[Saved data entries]
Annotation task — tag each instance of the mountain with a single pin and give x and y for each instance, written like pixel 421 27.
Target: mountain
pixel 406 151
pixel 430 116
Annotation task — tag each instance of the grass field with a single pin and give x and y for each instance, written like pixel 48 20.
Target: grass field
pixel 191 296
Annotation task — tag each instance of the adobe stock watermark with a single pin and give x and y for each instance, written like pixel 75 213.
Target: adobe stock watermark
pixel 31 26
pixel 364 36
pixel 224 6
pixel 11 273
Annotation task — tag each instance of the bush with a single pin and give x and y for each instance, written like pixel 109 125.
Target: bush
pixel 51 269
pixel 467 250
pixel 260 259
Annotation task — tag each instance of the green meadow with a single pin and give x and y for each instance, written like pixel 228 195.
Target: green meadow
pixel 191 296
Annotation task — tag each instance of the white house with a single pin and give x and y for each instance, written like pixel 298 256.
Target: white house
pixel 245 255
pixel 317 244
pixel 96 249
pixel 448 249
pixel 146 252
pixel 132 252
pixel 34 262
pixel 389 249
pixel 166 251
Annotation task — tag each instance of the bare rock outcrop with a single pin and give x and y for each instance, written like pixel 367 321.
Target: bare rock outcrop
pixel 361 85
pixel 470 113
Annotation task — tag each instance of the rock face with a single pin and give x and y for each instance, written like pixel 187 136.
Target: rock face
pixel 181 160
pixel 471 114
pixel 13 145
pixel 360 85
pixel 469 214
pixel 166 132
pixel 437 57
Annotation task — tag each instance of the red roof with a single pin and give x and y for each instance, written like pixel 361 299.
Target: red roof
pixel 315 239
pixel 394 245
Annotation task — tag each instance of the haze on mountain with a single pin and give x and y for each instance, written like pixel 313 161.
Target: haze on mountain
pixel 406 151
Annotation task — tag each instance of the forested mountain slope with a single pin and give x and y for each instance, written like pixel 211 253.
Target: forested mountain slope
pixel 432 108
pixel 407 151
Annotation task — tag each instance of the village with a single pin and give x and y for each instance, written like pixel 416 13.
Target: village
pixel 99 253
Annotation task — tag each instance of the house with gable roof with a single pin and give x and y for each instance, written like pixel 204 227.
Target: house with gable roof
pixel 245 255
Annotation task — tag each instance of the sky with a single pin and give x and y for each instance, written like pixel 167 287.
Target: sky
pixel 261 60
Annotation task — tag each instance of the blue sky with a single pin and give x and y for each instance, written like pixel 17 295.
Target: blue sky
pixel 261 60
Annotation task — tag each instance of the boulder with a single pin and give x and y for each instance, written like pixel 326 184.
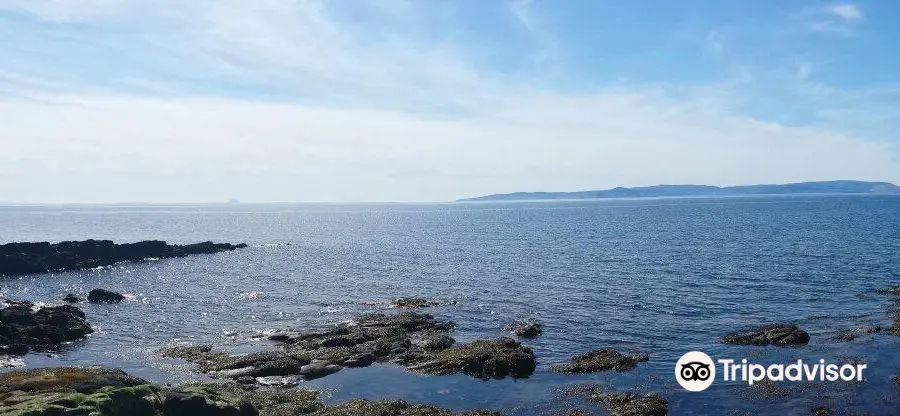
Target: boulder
pixel 601 360
pixel 412 303
pixel 485 359
pixel 318 370
pixel 525 329
pixel 23 328
pixel 72 298
pixel 774 334
pixel 622 404
pixel 202 400
pixel 434 342
pixel 104 296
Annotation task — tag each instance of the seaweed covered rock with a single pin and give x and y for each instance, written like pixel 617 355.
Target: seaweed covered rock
pixel 601 360
pixel 104 296
pixel 24 327
pixel 26 258
pixel 77 391
pixel 363 407
pixel 416 341
pixel 72 298
pixel 774 334
pixel 526 329
pixel 311 355
pixel 484 359
pixel 413 303
pixel 622 404
pixel 194 400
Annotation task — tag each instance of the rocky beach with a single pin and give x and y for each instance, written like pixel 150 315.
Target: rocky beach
pixel 331 324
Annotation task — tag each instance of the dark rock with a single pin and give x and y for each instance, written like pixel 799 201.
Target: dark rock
pixel 85 391
pixel 484 359
pixel 364 407
pixel 622 404
pixel 526 328
pixel 369 339
pixel 27 258
pixel 630 404
pixel 22 328
pixel 280 338
pixel 104 296
pixel 821 411
pixel 851 334
pixel 412 303
pixel 775 334
pixel 72 298
pixel 434 342
pixel 77 379
pixel 318 370
pixel 601 360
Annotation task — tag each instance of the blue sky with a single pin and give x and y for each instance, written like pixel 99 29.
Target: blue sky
pixel 393 100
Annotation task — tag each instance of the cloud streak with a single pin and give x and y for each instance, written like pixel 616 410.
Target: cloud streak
pixel 281 100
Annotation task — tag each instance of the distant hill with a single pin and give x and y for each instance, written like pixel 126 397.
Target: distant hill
pixel 826 187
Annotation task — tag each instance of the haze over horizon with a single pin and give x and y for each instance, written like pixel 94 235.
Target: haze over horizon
pixel 284 100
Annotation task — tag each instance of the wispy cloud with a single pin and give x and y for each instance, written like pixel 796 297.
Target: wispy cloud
pixel 286 100
pixel 846 11
pixel 838 19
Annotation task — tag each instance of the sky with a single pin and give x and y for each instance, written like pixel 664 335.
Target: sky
pixel 433 100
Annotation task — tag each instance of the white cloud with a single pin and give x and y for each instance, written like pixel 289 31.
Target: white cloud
pixel 846 11
pixel 121 148
pixel 364 117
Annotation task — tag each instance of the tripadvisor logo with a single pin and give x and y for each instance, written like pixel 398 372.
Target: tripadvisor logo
pixel 696 371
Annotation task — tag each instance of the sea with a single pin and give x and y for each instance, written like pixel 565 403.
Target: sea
pixel 656 276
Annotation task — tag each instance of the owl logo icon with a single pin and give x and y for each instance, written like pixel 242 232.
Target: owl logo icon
pixel 695 371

[STATED TASK]:
Rewrite the stretch from the line containing "Annotation task — tag each instance of the wispy" through the line containing "pixel 433 100", changing "wispy cloud" to "thin cloud" and keeping everything else the same.

[REPLY]:
Annotation task — tag each instance of the thin cloud with a single pin and give x and y for each instance, written like pixel 796 297.
Target: thin cloud
pixel 286 100
pixel 846 11
pixel 838 19
Annotation task — tag each instance of the sky with a single pin and give x and y for each instance, written like pixel 664 335.
Target: sky
pixel 433 100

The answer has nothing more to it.